* [The data]

☆ ☆ ☆

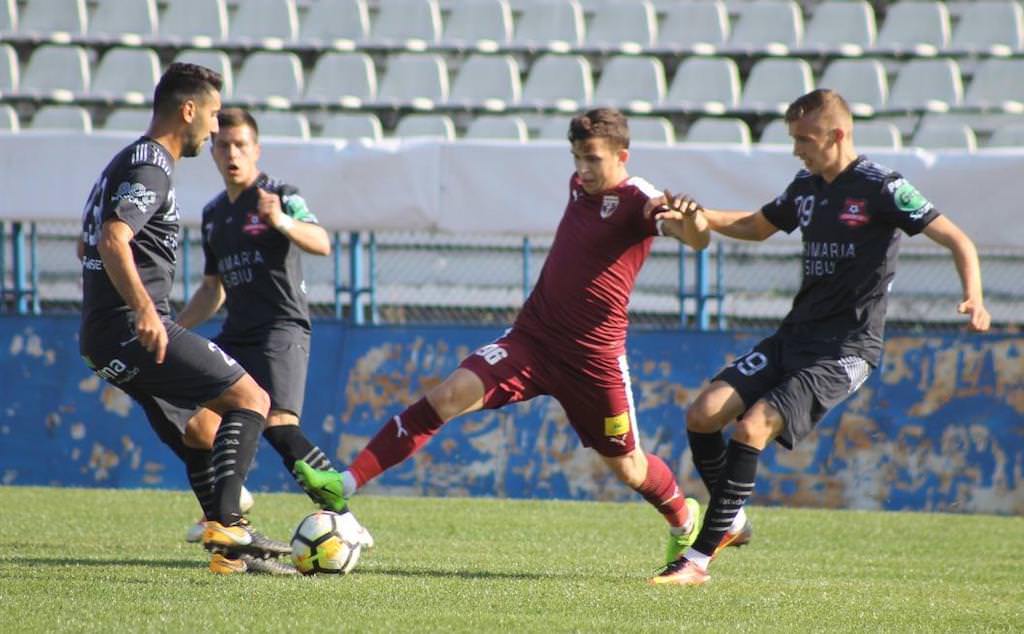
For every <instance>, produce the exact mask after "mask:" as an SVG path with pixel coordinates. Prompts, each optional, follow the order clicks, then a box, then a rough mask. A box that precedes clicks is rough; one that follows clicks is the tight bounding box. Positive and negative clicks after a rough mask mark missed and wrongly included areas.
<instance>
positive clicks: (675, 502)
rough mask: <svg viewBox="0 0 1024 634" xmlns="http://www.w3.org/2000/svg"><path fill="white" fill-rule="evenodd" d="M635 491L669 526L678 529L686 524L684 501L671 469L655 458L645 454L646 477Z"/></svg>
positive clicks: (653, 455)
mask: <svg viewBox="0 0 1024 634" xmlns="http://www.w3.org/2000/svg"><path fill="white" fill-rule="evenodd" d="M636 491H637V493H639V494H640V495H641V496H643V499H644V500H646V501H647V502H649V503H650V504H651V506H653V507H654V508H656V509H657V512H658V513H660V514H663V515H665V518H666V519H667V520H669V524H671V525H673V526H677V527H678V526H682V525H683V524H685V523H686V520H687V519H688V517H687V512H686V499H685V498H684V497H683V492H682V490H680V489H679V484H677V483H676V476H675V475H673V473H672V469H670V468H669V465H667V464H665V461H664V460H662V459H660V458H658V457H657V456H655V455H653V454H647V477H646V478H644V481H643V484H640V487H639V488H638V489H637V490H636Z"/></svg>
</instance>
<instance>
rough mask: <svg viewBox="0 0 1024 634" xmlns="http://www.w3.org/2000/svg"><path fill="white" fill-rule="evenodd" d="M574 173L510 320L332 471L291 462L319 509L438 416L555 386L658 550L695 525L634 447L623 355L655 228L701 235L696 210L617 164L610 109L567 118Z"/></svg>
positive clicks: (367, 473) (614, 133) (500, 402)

☆ ☆ ☆

* [Exercise objective] In the listing above, locate each line with "instance" and copy it.

* [Written solution]
For every <instance>, produce the exact mask after "mask:" as an SVG path with pixel coordinates. Prompts, each optional, follow the order clicks, then a box, then a rough mask. A box that precedes clicks is rough; one that follows clicks is the tight bounding box. Positive and negative clicks after a rough mask mark missed and wrongly included areas.
<instance>
</instance>
<instance>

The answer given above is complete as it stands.